> [Textauszug]
_ _ _

The Insider (Russland), 05.12.2023

"Damit Russland souverän und stark sein kann, muss es mehr von uns geben", zitiert Anna Sidorewich Wladimir Putin in The Insider. Der Präsident versuche in seinem Land durch restriktive Maßnahmen, zum Beispiel den beschränkten Zugang zu Abtreibungen und Medikamenten, die Geburtenrate anzukurbeln. Das erinnert Sidorewich an die junge Sowjetunion: "In den 1920er Jahren legalisierte der junge Sowjetstaat als erstes Land der Welt die Abtreibung - nur um sie 1936 erneut zu kriminalisieren, und zwar fast 20 Jahre lang, bis sie schließlich 1955 legalisiert wurde. Da es keine Sexualerziehung gab und es an hochwertigen und erschwinglichen Verhütungsmitteln mangelte, wurde die Abtreibung zum wichtigsten Mittel der Geburtenkontrolle für sowjetische Frauen. Und sie nutzten sie ausgiebig: Mit durchschnittlich drei bis vier Abtreibungen pro Frau stand die UdSSR weltweit an erster Stelle der Abtreibungsrate." Die erneute Kriminalisierung änderten daran nur kurzfristig etwas. "Die vorhandenen Statistiken weisen auf einen deutlichen Rückgang der Abtreibungsrate in den ersten beiden Jahren nach der Kriminalisierung der Abtreibung in der UdSSR im Jahr 1936 hin, aber die Zahlen stiegen bald wieder an. Was die Geburtenrate betrifft, so hat das Verbot nur zu einem kurzzeitigen Anstieg geführt: Die Kriminalisierung der Abtreibung war ein Schock, aber die Frauen haben sich mit der Zeit an die neuen Gegebenheiten angepasst, und die durchschnittliche Geburtenrate hat sich nicht dramatisch verändert. In der Zwischenzeit wurden kriminelle Abtreibung und Selbstabtreibung zur Normalität, und die Zahl der sepsisbedingten Todesfälle bei Frauen vervierfachte sich."

_ _ _

> [Quellenmaterial]
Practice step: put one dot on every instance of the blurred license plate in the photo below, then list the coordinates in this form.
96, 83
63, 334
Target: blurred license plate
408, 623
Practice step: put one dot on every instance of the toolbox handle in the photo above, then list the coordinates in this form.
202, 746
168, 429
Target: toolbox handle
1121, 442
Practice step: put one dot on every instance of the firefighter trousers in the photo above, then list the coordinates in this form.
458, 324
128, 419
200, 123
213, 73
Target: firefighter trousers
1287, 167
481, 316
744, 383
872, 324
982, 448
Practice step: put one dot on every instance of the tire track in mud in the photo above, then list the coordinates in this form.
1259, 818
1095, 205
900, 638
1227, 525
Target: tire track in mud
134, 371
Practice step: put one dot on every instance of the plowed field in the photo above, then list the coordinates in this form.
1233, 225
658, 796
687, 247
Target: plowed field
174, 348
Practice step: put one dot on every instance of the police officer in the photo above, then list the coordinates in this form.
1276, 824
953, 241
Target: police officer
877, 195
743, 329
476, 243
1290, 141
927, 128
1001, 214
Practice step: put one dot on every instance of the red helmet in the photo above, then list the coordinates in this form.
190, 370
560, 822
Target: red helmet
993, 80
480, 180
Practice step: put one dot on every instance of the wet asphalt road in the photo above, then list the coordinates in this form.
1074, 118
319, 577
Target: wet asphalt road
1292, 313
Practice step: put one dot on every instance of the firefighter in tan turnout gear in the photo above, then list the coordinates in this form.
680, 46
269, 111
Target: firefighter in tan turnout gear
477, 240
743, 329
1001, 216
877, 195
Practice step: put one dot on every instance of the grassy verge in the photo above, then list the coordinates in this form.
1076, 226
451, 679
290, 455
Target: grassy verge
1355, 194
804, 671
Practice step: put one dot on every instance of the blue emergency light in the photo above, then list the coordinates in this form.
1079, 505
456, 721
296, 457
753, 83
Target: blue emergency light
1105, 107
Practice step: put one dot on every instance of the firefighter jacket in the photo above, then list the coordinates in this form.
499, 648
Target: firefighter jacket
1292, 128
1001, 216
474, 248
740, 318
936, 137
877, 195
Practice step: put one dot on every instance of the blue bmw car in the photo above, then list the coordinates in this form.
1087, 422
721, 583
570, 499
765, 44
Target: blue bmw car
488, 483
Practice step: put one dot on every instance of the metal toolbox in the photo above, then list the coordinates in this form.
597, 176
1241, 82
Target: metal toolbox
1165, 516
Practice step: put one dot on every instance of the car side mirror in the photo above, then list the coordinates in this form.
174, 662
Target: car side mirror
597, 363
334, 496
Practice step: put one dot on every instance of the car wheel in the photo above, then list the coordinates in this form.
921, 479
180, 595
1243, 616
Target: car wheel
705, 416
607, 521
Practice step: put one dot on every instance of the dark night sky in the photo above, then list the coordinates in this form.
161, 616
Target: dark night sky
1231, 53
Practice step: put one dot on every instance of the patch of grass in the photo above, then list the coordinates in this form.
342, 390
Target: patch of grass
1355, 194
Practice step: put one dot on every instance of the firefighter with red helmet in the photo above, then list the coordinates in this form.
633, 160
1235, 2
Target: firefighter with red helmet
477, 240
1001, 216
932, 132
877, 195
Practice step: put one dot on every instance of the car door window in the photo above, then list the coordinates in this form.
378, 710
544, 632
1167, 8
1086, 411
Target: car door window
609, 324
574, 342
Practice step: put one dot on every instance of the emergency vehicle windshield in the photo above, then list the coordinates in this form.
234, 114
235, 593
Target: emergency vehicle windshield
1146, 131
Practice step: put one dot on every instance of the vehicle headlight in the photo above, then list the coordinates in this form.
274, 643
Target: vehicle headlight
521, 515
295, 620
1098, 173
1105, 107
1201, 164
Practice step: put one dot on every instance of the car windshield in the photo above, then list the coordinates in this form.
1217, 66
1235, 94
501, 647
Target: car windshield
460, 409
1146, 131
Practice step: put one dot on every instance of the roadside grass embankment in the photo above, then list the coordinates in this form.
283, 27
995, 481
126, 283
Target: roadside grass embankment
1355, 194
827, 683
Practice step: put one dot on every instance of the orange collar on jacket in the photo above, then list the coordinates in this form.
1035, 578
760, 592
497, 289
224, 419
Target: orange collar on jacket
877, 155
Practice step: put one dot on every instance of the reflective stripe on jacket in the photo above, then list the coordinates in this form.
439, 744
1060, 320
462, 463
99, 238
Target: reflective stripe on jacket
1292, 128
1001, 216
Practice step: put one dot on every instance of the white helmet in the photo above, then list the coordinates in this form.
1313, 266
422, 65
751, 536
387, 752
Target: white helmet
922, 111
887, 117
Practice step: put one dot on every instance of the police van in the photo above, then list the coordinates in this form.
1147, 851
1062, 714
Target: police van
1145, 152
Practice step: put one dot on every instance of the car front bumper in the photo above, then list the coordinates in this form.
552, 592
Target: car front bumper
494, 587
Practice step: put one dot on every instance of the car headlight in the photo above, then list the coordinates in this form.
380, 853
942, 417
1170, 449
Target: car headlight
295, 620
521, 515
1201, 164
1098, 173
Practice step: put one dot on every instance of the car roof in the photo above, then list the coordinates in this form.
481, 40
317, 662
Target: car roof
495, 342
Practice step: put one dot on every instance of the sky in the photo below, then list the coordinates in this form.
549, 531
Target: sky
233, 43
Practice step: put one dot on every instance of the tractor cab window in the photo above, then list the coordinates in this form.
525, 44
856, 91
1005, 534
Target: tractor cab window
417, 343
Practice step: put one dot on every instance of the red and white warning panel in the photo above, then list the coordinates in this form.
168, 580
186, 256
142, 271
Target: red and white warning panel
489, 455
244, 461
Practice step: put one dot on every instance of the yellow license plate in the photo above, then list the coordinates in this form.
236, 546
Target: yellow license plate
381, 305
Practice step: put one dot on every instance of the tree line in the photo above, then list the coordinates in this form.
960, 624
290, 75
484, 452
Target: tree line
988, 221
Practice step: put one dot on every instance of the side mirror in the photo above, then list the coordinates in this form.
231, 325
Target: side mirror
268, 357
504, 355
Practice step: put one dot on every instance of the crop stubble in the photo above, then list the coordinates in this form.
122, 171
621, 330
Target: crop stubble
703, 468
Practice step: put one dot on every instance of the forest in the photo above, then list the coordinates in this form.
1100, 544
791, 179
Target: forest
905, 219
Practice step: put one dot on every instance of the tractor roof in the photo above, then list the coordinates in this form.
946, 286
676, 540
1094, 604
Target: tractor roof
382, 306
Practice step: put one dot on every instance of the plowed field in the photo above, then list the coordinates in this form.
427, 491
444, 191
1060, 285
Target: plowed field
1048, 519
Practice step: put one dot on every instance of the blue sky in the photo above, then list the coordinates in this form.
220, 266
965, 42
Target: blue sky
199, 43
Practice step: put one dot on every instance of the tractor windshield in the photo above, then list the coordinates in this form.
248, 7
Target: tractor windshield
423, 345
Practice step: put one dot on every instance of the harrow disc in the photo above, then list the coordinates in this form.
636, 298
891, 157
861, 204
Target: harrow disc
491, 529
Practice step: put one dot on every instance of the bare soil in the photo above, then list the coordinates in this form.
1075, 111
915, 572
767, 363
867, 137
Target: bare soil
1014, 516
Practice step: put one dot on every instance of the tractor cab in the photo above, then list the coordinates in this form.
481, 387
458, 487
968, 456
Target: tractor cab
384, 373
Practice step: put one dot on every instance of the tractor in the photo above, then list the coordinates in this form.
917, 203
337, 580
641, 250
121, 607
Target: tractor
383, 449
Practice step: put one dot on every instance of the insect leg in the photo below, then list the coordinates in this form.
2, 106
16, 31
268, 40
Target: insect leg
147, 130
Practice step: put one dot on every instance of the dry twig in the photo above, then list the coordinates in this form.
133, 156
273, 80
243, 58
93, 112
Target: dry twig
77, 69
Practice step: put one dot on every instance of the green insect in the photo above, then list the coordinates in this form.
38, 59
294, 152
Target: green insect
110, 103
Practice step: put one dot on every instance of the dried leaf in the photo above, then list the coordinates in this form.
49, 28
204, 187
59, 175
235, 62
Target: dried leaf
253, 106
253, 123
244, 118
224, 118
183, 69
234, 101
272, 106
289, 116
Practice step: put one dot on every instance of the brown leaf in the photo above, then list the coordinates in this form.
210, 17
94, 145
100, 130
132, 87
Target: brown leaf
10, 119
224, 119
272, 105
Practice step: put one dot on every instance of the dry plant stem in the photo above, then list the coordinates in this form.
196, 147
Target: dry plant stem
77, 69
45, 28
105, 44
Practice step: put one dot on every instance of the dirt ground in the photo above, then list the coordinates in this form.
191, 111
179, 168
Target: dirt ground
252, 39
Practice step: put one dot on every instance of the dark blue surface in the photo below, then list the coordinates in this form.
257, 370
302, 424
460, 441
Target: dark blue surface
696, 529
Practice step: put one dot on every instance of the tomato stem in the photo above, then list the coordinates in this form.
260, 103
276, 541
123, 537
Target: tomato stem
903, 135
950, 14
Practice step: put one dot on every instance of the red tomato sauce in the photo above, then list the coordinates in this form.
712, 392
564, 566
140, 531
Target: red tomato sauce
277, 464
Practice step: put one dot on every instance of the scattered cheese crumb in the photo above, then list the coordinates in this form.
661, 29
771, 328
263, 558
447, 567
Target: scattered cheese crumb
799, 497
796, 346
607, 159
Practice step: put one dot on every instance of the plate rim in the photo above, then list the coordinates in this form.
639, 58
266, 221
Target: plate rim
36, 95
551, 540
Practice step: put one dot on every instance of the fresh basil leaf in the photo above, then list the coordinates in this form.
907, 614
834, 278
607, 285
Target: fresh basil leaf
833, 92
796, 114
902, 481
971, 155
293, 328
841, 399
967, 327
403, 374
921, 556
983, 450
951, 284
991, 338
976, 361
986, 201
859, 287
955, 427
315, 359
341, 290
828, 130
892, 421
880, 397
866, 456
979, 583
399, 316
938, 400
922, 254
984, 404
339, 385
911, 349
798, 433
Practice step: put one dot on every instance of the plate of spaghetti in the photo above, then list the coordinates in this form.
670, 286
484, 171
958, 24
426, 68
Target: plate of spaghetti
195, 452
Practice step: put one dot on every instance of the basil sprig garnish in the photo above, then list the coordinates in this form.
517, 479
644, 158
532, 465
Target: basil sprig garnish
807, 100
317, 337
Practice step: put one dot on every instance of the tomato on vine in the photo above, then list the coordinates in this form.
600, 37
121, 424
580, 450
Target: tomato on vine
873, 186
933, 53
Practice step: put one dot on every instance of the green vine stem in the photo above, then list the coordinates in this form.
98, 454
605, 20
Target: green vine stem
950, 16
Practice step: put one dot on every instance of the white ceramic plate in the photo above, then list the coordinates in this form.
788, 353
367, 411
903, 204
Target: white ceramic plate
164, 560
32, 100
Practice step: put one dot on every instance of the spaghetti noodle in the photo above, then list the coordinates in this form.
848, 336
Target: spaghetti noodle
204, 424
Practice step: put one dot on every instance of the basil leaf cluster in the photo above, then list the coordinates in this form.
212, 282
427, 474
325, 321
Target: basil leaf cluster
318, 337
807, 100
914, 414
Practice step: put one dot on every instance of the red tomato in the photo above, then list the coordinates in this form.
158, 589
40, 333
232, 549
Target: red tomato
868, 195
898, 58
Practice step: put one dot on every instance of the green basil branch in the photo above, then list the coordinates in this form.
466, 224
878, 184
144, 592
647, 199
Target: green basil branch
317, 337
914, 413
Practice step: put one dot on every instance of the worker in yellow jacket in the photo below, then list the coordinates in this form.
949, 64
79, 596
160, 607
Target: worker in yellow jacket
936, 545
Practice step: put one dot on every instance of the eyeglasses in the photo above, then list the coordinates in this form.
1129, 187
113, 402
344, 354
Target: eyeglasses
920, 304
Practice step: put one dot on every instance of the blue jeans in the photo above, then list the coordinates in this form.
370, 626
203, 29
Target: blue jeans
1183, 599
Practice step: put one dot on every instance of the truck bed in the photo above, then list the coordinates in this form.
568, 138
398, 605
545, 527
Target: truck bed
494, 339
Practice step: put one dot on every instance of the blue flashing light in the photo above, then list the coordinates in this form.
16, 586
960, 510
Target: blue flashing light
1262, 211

_ _ _

> [Gelesenes anwenden]
1) Warum wurde die Abtreibung laut dem Text über Abtreibung in der Sowjetunion zum wichtigsten Mittel der Geburtenkontrolle für sowjetische Frauen? Antworte in ein bis drei Sätzen.
2) Nenne alle Jahre und Jahrzehnte, die in den Zitaten des Textauszugs zur Geschichte der Abtreibung in der Sowjetunion vorkommen.

> [Lösungen je Aufgabe]
1) Es gab keine Sexualerziehung. Außerdem fehlte es an hochwertigen und erschwinglichen Verhütungsmitteln.

2) die 1920er Jahre, 1936, 1955